What you are asked to do: Copy the records below, replacing every "Query" with "Prompt" and leaving everything else unchanged. Omit the pictures from your copy.

Records for processing:
^^^^
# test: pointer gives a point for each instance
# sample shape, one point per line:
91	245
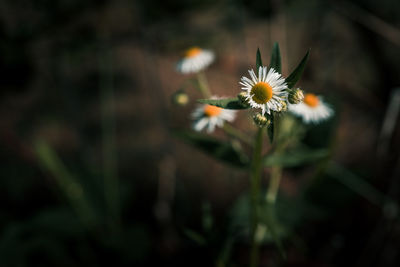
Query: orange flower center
211	111
192	52
262	93
311	100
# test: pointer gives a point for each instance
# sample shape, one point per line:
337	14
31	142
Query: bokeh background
92	174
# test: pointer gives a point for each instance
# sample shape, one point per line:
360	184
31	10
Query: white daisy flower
208	116
195	59
267	91
312	109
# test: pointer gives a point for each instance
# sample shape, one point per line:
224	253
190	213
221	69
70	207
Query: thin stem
^^^^
Task response:
# test: pointer gives a point for each instance
# sample shape, one point per line:
91	245
Prompt: orange flower center
211	111
192	52
262	93
311	100
# test: pointer gives a point for each instance
# sample shape, one point per line:
337	14
31	142
Prompt: bokeh background
92	174
# test: pointer gives a point for each instance
# sample shape, one point per line:
360	184
31	10
Prompt: white daisy flower
208	116
195	59
267	91
312	109
# test: pointer gives a point for each instance
# sample shape, one point per line:
224	253
190	213
221	69
70	207
Prompt: thin stem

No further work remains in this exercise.